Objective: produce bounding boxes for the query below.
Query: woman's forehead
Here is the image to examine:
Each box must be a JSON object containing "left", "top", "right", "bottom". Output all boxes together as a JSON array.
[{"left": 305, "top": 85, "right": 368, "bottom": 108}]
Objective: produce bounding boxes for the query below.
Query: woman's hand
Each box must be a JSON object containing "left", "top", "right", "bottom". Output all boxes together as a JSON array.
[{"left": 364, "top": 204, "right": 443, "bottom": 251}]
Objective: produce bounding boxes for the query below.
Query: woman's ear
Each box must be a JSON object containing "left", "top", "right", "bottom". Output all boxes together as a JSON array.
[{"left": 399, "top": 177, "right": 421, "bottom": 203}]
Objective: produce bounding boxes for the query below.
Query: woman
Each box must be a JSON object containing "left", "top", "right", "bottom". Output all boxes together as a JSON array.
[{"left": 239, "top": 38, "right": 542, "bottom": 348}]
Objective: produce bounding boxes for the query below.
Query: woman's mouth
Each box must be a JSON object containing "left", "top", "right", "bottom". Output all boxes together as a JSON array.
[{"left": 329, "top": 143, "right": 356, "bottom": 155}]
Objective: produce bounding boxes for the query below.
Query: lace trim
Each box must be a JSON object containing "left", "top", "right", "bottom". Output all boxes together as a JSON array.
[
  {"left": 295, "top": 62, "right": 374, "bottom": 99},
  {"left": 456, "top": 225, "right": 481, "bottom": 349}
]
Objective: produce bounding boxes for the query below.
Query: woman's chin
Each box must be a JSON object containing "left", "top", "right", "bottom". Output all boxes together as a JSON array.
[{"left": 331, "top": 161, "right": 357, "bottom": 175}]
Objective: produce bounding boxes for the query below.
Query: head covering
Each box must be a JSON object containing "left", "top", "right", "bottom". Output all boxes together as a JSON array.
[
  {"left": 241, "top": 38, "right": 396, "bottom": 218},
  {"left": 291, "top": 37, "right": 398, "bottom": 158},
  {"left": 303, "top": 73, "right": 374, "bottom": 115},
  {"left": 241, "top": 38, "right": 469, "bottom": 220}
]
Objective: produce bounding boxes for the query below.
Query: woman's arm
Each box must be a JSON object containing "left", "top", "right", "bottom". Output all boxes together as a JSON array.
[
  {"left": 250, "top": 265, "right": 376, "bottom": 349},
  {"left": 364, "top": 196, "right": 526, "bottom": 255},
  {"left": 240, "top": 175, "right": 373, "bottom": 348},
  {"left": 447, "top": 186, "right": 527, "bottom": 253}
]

• • •

== Work task ==
Only one part of the material above is to be transcribed, namely the lines starting with the line that has "Query: woman's forehead" and going on through the line that has "Query: woman's mouth", exactly as they stand.

== Response to the task ==
Query: woman's forehead
Here is the image to examine:
Each box must be a JSON object containing "left", "top", "right", "bottom". Output all boxes together as a JSON array.
[{"left": 305, "top": 85, "right": 368, "bottom": 108}]
Objective: produce bounding boxes for the query below.
Query: woman's hand
Each box must be a JSON object containing "left", "top", "right", "bottom". Output all boxes together as a JSON array.
[{"left": 364, "top": 204, "right": 443, "bottom": 251}]
Objective: produce bounding boxes for the query below.
Query: woman's ear
Each box must be a JSON object containing "left", "top", "right", "bottom". Output all boxes together as a JSON array.
[{"left": 399, "top": 177, "right": 421, "bottom": 203}]
Objective: produce bounding boxes for the query below.
Query: woman
Each box must be a JSON object containing "left", "top", "right", "bottom". Output all boxes together as a JSON array.
[{"left": 239, "top": 38, "right": 542, "bottom": 348}]
Objective: produce bounding boxes for the query below.
Query: woman's mouth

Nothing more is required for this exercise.